= Instructions to follow =
Rewrite every row below with "per instance" swapped for "for each instance" and nothing else changed, and omit the pictures from your answer.
[start Supplied records]
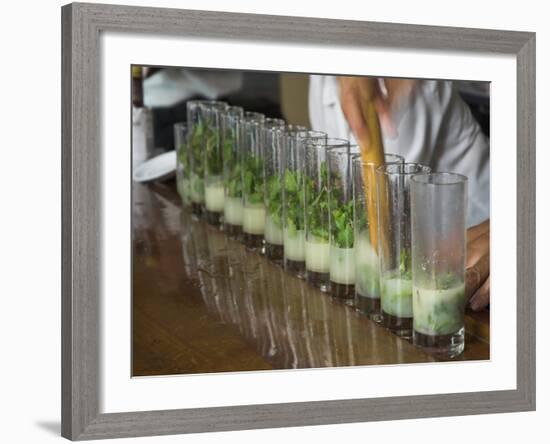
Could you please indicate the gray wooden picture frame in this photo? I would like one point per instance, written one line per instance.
(81, 175)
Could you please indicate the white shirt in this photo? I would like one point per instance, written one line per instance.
(435, 127)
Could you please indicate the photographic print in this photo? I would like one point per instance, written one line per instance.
(286, 221)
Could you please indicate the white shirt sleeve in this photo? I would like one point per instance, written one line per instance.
(434, 127)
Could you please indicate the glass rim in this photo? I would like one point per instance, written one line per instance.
(328, 144)
(294, 128)
(253, 115)
(425, 179)
(199, 102)
(180, 125)
(383, 169)
(233, 108)
(273, 123)
(308, 134)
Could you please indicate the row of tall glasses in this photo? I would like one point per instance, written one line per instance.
(388, 239)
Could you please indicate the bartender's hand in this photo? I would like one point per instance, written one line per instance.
(353, 90)
(477, 266)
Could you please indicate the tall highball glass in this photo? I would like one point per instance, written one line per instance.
(293, 198)
(198, 135)
(367, 265)
(183, 168)
(231, 120)
(317, 224)
(213, 161)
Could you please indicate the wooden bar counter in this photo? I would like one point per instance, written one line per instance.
(202, 303)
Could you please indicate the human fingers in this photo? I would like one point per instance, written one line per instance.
(477, 230)
(350, 101)
(476, 274)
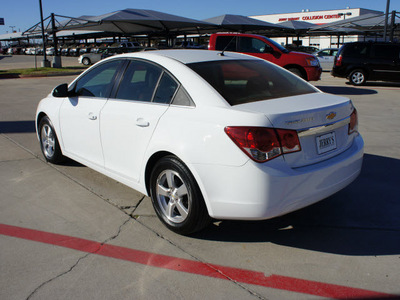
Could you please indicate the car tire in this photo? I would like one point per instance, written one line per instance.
(48, 142)
(176, 197)
(86, 61)
(297, 72)
(358, 77)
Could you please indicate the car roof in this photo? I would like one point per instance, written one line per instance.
(187, 56)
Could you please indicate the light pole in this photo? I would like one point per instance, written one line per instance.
(386, 20)
(344, 18)
(45, 62)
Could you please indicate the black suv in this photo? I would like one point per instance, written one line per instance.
(362, 61)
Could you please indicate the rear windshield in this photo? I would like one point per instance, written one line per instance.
(246, 81)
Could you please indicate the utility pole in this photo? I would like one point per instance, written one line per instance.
(386, 20)
(45, 62)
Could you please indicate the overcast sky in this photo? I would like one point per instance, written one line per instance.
(25, 13)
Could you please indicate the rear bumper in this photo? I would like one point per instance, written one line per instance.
(262, 191)
(339, 73)
(313, 73)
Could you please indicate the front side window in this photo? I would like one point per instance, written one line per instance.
(99, 81)
(245, 81)
(139, 81)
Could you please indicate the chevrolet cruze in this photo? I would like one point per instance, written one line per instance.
(206, 134)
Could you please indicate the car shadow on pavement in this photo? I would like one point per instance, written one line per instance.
(362, 219)
(380, 84)
(344, 90)
(17, 126)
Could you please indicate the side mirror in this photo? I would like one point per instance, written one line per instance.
(269, 50)
(61, 91)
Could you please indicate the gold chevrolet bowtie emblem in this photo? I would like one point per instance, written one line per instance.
(331, 115)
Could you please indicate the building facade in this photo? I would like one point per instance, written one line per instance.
(318, 18)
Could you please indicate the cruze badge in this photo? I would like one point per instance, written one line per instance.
(331, 115)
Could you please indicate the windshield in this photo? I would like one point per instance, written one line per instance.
(279, 46)
(245, 81)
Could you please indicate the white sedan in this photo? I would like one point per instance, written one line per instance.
(206, 134)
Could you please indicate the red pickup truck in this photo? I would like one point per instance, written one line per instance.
(302, 64)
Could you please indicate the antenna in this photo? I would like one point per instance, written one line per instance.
(222, 53)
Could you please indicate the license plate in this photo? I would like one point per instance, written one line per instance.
(326, 142)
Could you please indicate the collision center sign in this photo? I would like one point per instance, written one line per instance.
(311, 18)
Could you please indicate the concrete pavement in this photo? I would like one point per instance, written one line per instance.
(348, 243)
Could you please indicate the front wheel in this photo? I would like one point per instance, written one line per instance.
(176, 197)
(357, 77)
(48, 142)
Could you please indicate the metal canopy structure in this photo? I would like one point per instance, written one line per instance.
(134, 21)
(368, 23)
(243, 23)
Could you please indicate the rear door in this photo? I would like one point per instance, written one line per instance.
(384, 63)
(79, 115)
(130, 118)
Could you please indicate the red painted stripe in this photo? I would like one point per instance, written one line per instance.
(193, 267)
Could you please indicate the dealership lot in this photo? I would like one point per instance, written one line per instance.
(69, 232)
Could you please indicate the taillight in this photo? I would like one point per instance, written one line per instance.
(353, 125)
(262, 144)
(338, 60)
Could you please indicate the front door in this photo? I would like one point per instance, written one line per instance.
(79, 115)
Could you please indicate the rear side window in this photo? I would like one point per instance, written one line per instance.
(356, 50)
(385, 51)
(246, 81)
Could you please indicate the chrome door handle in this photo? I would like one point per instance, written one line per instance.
(91, 116)
(142, 122)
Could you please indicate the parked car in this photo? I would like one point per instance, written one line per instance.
(302, 64)
(130, 45)
(326, 58)
(188, 45)
(301, 48)
(50, 51)
(90, 58)
(363, 61)
(205, 135)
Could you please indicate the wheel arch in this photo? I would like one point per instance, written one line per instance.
(159, 155)
(40, 116)
(298, 67)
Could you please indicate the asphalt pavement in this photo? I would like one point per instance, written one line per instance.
(68, 232)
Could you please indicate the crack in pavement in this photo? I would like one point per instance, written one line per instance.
(79, 260)
(251, 292)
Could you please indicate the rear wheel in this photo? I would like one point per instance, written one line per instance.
(357, 77)
(176, 197)
(48, 142)
(86, 61)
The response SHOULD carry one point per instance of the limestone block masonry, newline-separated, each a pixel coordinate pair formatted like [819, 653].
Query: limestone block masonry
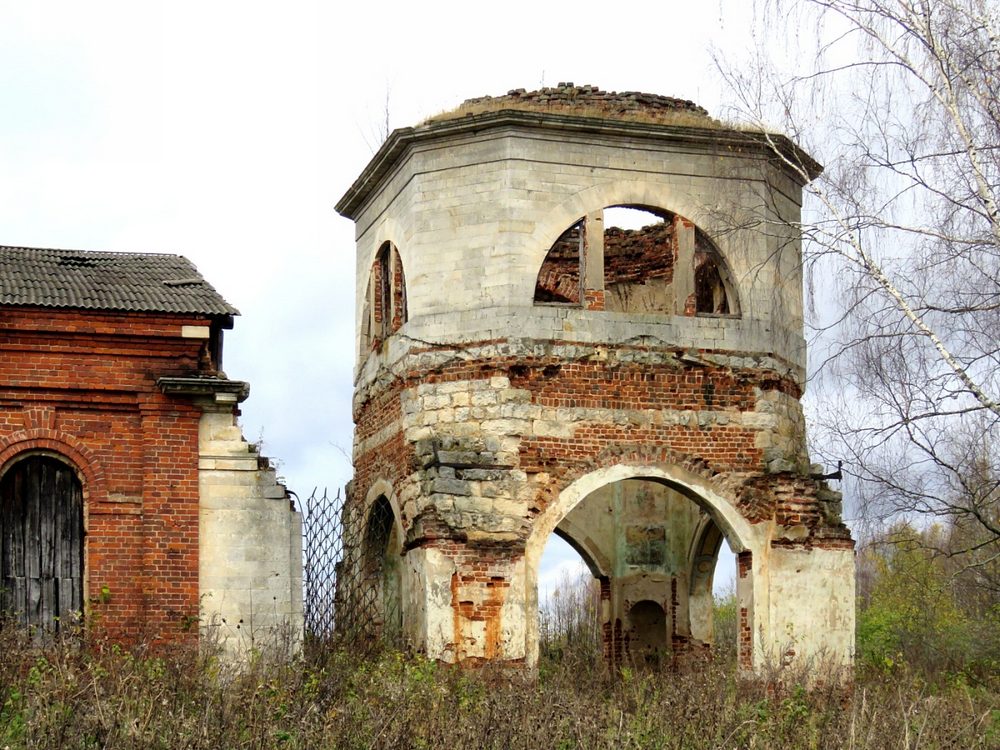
[490, 414]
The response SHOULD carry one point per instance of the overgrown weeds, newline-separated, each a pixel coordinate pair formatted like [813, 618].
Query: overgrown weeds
[64, 695]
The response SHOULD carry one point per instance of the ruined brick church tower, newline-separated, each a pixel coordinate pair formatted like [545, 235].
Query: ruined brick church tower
[529, 364]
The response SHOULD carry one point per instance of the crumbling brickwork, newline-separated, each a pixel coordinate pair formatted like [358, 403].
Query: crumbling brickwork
[657, 399]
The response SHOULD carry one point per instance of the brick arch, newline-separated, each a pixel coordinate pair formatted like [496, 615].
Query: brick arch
[718, 502]
[92, 475]
[654, 196]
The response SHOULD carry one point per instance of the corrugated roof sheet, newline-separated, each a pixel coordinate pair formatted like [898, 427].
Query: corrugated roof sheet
[138, 282]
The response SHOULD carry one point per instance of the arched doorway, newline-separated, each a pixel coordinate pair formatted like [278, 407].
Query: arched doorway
[381, 571]
[41, 542]
[656, 529]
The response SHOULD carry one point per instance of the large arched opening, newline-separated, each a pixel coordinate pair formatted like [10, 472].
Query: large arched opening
[651, 537]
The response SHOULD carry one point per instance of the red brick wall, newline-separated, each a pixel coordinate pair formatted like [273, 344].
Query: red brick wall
[83, 384]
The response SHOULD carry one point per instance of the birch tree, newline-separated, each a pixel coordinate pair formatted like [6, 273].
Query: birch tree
[899, 99]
[end Supplied records]
= The response =
Could you please indicate the gray wooden picture frame in this photo? I would like one point for each instance, written one line for each instance.
(81, 175)
Could you please indicate the white shirt in this photo? I would like one point for each instance, written one line for each instance.
(435, 127)
Could you please indicate the photographic print in this photo? I would like one point for each instance, written one line for each instance.
(286, 221)
Could you please indicate the white shirt sleeve in this photo? I would like one point for each instance, written one line for each instance.
(434, 127)
Could you please indicate the glass rim in this photo? I would like one point for each instance, written one line for each instance.
(328, 144)
(294, 128)
(253, 115)
(425, 179)
(199, 102)
(180, 125)
(383, 169)
(233, 108)
(273, 123)
(308, 134)
Could you please indicate the row of tall glasses in this photo? I would like one point for each instance, written one line for each instance.
(388, 239)
Could you please indicate the bartender's hand in this photo? I would like one point for each instance, written one line for each instance.
(353, 90)
(477, 266)
Could you please indicate the tall highball glass in this photo? I would like one point for each instance, written one line for each instance.
(293, 198)
(198, 135)
(367, 265)
(183, 168)
(231, 120)
(317, 224)
(213, 161)
Could you please indicate the wooden bar counter in this photo? I would like one point for each instance, written one line for each instance.
(202, 303)
Could you please indicate the human fingers in this photo? I would like one point for each instance, written one line for each instance.
(477, 230)
(350, 101)
(476, 274)
Could you please indicate the car tire in this photo? I would like one point for each instance, written one line for each instance.
(48, 142)
(176, 197)
(86, 61)
(297, 72)
(358, 77)
Could you please indicate the car roof in this photo? I would like one point for each instance, written one line for each instance.
(187, 56)
Could you please indicate the light pole in this photo? I would like one point for each instance, written one line for each instance.
(386, 20)
(344, 18)
(45, 62)
Could you please indicate the black suv in this photo? I would like one point for each instance, written one line for each instance.
(362, 61)
Could you please indicate the rear windshield in this photo? I would like one point for each instance, written one line for each instance.
(246, 81)
Could you please indicate the utility pole in this photo? I would like one point for each instance, written one line for each instance.
(386, 20)
(45, 62)
Could you please indicate the overcast sky in this photo? I would like one point for each instance, written one line for each instance.
(25, 13)
Could you please indicate the rear bumper in this photo? I would like one point for each instance, written one line for each instance.
(262, 191)
(339, 73)
(313, 73)
Could you please indicate the front side window in this photo? I would like one point for each instance, written one line for each instance.
(99, 81)
(245, 81)
(139, 81)
Could you please indicate the chevrolet cruze in this photo? I would like one point for each instance, written one line for each instance.
(206, 134)
Could you please indicate the car shadow on pavement in this photo? I would like one point for each instance, written one line for each instance.
(362, 219)
(380, 84)
(344, 90)
(17, 126)
Could you please indicate the side mirror in this photo? I would like one point for each instance, written one line for each instance.
(269, 50)
(61, 91)
Could you please indicate the gold chevrolet bowtie emblem in this photo? I would like one point for each instance, written one line for each instance.
(331, 115)
Could you please indicate the building facade in this photo? I would like one point for each instance, written one line for each instance.
(318, 18)
Could you please indicate the cruze badge in this photo? I would like one point for each instance, written one line for each instance.
(331, 115)
Could you please indicate the windshield in this photo? I would like one point for each instance, written one line for each instance.
(279, 46)
(245, 81)
Could you please indicate the white sedan in this photo? I would like one point for each instance, written one line for each instance.
(206, 134)
Could you please indicate the red pickup truck in this photo? I would like one point for each instance, written one line for each instance.
(302, 64)
Could you please indicate the antenna in this photo? I would like one point for each instance, written one line for each instance.
(222, 53)
Could you please indicate the license plate in this photo? I would like one point for each instance, written one line for each instance.
(326, 142)
Could you please indicate the collision center sign in this photo? I would like one point for each instance, written one line for each instance.
(311, 18)
Could you please indicate the concrete pavement in this photo? I would like one point for each instance, written one line for each instance.
(348, 243)
Could you please indicate the front wheel in this photo? I would like one point for each instance, written one line for each instance.
(176, 197)
(357, 77)
(48, 142)
Could you please indicate the metal canopy structure in this photo? I would like one point for each instance, written one line for each instance.
(134, 21)
(368, 23)
(243, 23)
Could you please indicate the rear door in this photo? I would like one point for each instance, written one line for each instance.
(384, 63)
(79, 115)
(130, 118)
Could you please indicate the red painted stripe in this photo? I would like one point for each instance, written one line for each instance.
(193, 267)
Could you please indicate the dealership lot in this photo? I would like one point for each instance, written one line for each instance.
(69, 232)
Could you please indicate the taillight in this photo? I would like one point for each instance, written one line for each instance.
(353, 125)
(262, 144)
(338, 60)
Could you please indicate the front door in this photo? I would like one point for each instance, written one line for each instance.
(79, 115)
Could you please indicate the rear side window in this photo? I would like one point for each instance, written one line for each instance.
(356, 50)
(385, 51)
(246, 81)
Could you please indicate the chrome door handle in this photo? I would like one point for each instance, written one line for each instance.
(91, 116)
(142, 122)
Could you please indicate the parked car in this photo? I would like one point for each instance, written one line for each instance.
(302, 64)
(130, 45)
(326, 58)
(188, 45)
(301, 48)
(50, 51)
(90, 58)
(363, 61)
(205, 135)
Could you please indicate the wheel arch in this photo? I would like one point for each instance, written one line for each instance.
(159, 155)
(40, 116)
(298, 67)
Could you please indicate the asphalt pavement in this photo? I would like one point for each instance, written one line for each instance.
(68, 232)
Could you please indicate the crack in pavement in this photo? I would like one point for each instance, written one line for each instance.
(79, 260)
(251, 292)
Could you please indicate the rear wheel in this photo? I would like one point for each instance, written one line for each instance.
(357, 77)
(176, 197)
(48, 142)
(86, 61)
The response SHOULD carry one point for each instance of the limestone block masonry, newline-separated, each a pixel coordinate pair formatted like [819, 653].
Query: limestone block masonry
[490, 414]
The response SHOULD carry one point for each instance of the overgrown weeds, newline-separated, each a pixel coordinate pair formatted like [813, 618].
Query: overgrown weeds
[64, 695]
The response SHOULD carry one point for each instance of the ruined brick church tower, newline-separated, each a pixel coordinate pair formatted like [545, 235].
Query: ruined brick church tower
[529, 364]
The response SHOULD carry one point for each instance of the crumbling brickwork, newline-separated, each a pixel coordinate pair formatted like [358, 403].
Query: crumbling brickwork
[657, 399]
The response SHOULD carry one point for each instance of the brick arch, newline-separated, each a pixel coordinate pair formatted like [496, 615].
Query: brick arch
[718, 502]
[92, 475]
[654, 196]
The response SHOULD carry one point for each instance of the corrugated roof sheet, newline-separated, each a pixel coordinate pair formatted like [898, 427].
Query: corrugated roof sheet
[138, 282]
The response SHOULD carry one point for each instance of the arched doorway, newline-separated, each a pixel coordinate pair formatted like [278, 407].
Query: arched doorway
[381, 571]
[41, 542]
[656, 529]
The response SHOULD carry one point for each instance of the large arched opening, newline-separated, each a pixel coordinate pair formatted like [10, 472].
Query: large arched opening
[651, 537]
The response SHOULD carry one point for each instance of the red brick wall, newline-separated, each a pixel coordinate pair formatted like [273, 344].
Query: red brick wall
[83, 384]
The response SHOULD carry one point for each instance of the birch tree, newline-separated, each a pixel coordinate pair formatted like [6, 273].
Query: birch tree
[899, 99]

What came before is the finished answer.